*Required task*
Extract every one of the lines below and reproduce each verbatim, in the original order.

*The input*
== == ==

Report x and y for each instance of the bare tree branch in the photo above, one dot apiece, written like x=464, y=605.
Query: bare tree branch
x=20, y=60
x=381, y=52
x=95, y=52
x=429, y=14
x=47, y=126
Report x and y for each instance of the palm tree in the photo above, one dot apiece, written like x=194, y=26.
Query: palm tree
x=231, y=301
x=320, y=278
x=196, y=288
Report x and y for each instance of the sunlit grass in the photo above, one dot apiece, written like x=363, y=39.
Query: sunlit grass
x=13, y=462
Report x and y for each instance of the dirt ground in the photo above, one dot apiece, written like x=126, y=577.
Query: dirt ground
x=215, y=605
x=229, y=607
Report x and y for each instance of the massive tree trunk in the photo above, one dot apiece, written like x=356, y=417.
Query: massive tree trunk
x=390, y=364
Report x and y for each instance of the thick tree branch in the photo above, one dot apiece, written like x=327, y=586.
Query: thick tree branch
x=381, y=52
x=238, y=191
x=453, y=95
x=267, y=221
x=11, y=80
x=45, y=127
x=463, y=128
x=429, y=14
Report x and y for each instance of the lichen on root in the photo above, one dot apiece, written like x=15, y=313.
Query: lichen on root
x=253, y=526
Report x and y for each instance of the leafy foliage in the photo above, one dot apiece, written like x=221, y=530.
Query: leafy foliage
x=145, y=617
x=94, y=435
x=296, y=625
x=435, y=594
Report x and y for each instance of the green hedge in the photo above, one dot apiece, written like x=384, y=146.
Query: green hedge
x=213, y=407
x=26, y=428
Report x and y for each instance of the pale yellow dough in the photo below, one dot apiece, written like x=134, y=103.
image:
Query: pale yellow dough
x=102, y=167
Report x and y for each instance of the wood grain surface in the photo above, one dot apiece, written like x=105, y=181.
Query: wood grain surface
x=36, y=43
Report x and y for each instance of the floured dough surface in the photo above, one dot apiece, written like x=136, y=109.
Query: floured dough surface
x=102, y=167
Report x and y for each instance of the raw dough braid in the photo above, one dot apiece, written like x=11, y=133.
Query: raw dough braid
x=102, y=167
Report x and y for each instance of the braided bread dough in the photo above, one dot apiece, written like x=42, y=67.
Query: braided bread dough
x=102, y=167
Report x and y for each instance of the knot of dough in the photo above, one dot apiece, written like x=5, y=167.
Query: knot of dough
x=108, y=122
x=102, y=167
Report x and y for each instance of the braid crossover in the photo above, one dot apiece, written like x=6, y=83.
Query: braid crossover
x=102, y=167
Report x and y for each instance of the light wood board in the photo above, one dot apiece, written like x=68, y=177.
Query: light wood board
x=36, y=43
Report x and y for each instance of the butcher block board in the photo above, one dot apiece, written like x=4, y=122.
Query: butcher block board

== == ==

*Written response*
Report x and y for each instance of the bare tree branch in the photo above, one dot apiece, written like x=464, y=605.
Query: bare tree branch
x=20, y=60
x=381, y=52
x=95, y=52
x=429, y=14
x=47, y=126
Report x and y for each instance of the palm tree in the photo above, one dot apiece, written like x=194, y=26.
Query: palm tree
x=231, y=301
x=320, y=278
x=196, y=288
Report x and y for each instance of the sunlit grass in the photo above, one dot apiece, written like x=363, y=39.
Query: sunlit grass
x=13, y=462
Report x and y for each instance of the dirt ground in the photo above, one dot apiece, written like x=126, y=577.
Query: dirt ground
x=215, y=605
x=229, y=607
Report x and y for each instance of the massive tree trunk in the photo above, one dot apiece, written like x=356, y=417.
Query: massive tree trunk
x=390, y=364
Report x and y for each instance of the thick tree branch in the photo above, one dot apiece, written like x=327, y=586.
Query: thick tree branch
x=381, y=52
x=238, y=191
x=453, y=95
x=267, y=221
x=11, y=80
x=45, y=127
x=463, y=128
x=429, y=14
Report x and y for each instance of the lichen on root in the photo above, one dot apiece, written like x=15, y=313.
Query: lichen on root
x=253, y=526
Report x and y for each instance of the leafy foliage in the photo above, one dot apiece, written like x=221, y=530.
Query: leafy foliage
x=145, y=617
x=94, y=435
x=296, y=625
x=435, y=594
Report x and y for each instance of the green hedge in the photo above, one dot apiece, written like x=384, y=146.
Query: green hedge
x=213, y=407
x=26, y=428
Report x and y for each instance of the pale yellow dough in the photo below, one dot apiece, written like x=134, y=103.
image:
Query: pale yellow dough
x=102, y=167
Report x and y for each instance of the wood grain surface in the photo above, one dot apiece, written like x=105, y=181.
Query: wood grain surface
x=36, y=43
Report x and y for each instance of the floured dough surface in the photo above, one dot apiece, written like x=136, y=109.
Query: floured dough surface
x=102, y=167
Report x and y for each instance of the raw dough braid in the photo above, one dot apiece, written like x=11, y=133.
Query: raw dough braid
x=102, y=167
Report x and y for each instance of the braided bread dough in the photo above, one dot apiece, written like x=42, y=67.
Query: braided bread dough
x=102, y=167
Report x and y for each instance of the knot of dough in the photo above, one dot apiece, written like x=5, y=167.
Query: knot of dough
x=108, y=122
x=102, y=167
Report x and y for each instance of the braid crossover in the photo above, one dot apiece, written like x=6, y=83.
Query: braid crossover
x=102, y=167
Report x and y for each instance of the light wood board in the photo above, one dot apiece, written like x=68, y=177.
Query: light wood board
x=36, y=43
Report x and y for each instance of the butcher block board in the photo above, one dot apiece, written like x=4, y=122.
Query: butcher block board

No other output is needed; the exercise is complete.